Task directions: Can you retype all of the material below character for character, leaving out the pictures?
++++++
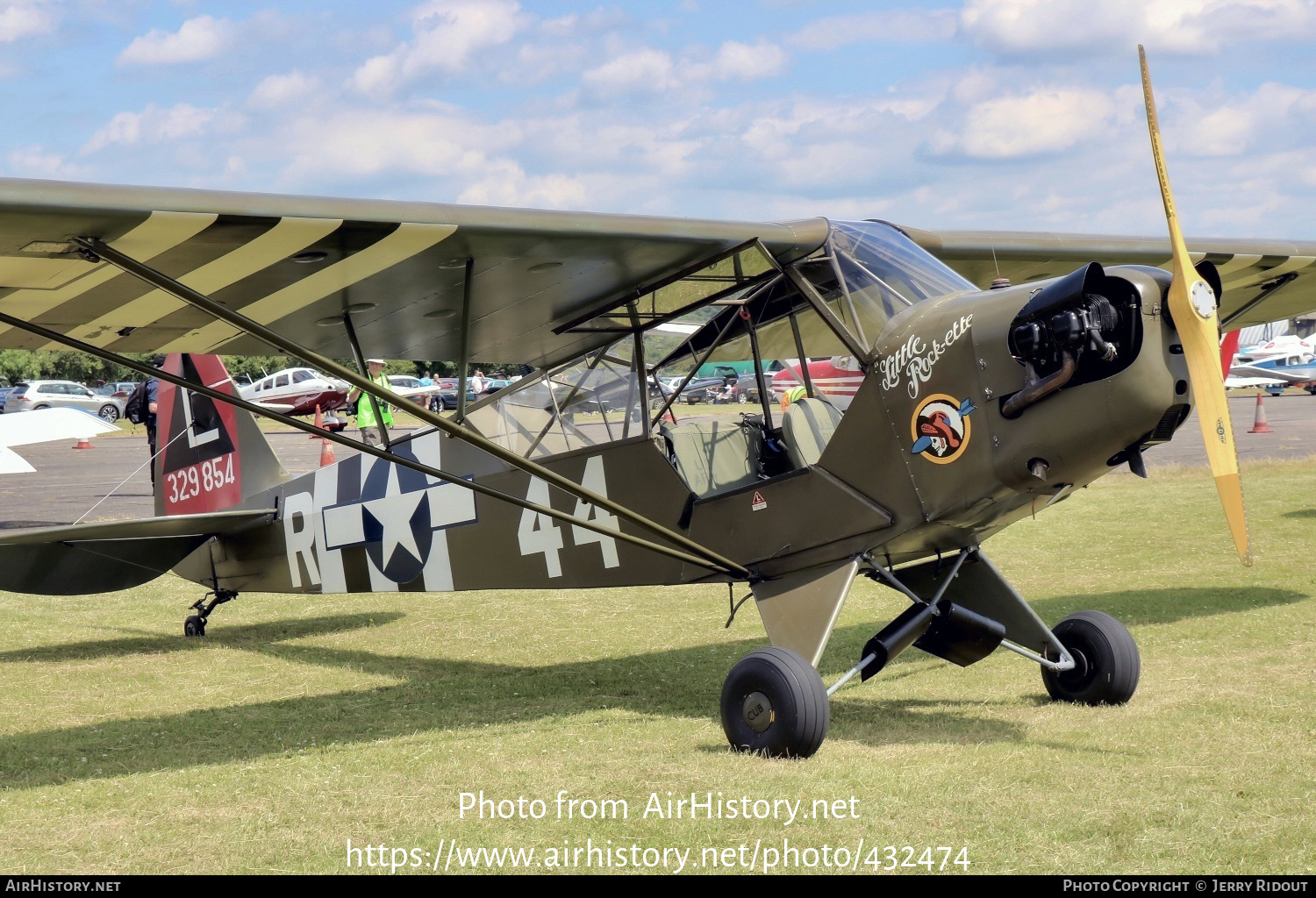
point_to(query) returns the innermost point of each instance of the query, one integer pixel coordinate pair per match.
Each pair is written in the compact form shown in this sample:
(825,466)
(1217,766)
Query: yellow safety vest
(366,410)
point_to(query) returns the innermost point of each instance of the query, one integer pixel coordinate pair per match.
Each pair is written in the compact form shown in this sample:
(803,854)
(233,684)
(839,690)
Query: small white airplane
(1284,360)
(300,391)
(50,424)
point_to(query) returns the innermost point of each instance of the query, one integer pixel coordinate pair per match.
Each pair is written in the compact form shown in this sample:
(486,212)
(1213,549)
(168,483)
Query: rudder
(210,455)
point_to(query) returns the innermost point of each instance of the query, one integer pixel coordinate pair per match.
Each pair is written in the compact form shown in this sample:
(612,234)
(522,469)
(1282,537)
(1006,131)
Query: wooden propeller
(1192,307)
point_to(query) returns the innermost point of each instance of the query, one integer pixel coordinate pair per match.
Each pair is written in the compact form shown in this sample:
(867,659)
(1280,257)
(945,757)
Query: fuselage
(926,458)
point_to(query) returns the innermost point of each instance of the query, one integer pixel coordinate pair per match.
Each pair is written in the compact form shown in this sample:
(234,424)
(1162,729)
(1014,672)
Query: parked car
(445,400)
(121,388)
(36,395)
(700,389)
++++++
Exercise response:
point_to(query) returns the innermost point of each instance of the query, one integer pixel coordinate pair per match.
Each pair is written in the compact form shown in this sample:
(825,466)
(1217,766)
Query: yellow safety vest
(366,410)
point_to(query) returns the innermost point of each instance of the query, one integer pixel coordinate pair per match.
Each pair is written in the compact form shown in this sample:
(803,854)
(233,684)
(839,690)
Query: small white airplane
(1284,360)
(300,391)
(50,424)
point_to(query) returns the innermost point of each instance of the query, one integer pixel coordinate pair per match.
Each pair is written in the compact form shown in this sample:
(486,212)
(1213,549)
(168,483)
Query: rudder
(210,455)
point_to(query) returns the innermost point of each instance of the query, one integer pixel coordinate pair per match.
Each pair is written in the compact form shown in this sample:
(612,234)
(522,469)
(1282,537)
(1006,131)
Query: wooden propeller
(1192,307)
point_to(query) returns the innermost point of each instance of the query, one integer pixel coordinate pair per match.
Each pair is written in the compact form shown in this sample:
(867,659)
(1280,257)
(945,757)
Query: fuselage
(926,458)
point_to(query) returns the innermost point of each instance of the query, one integer pixel coordinate pair per match.
Each pair is written in the compact form shown in this sample:
(234,424)
(1162,729)
(1014,672)
Query: parked car
(445,400)
(121,388)
(36,395)
(700,389)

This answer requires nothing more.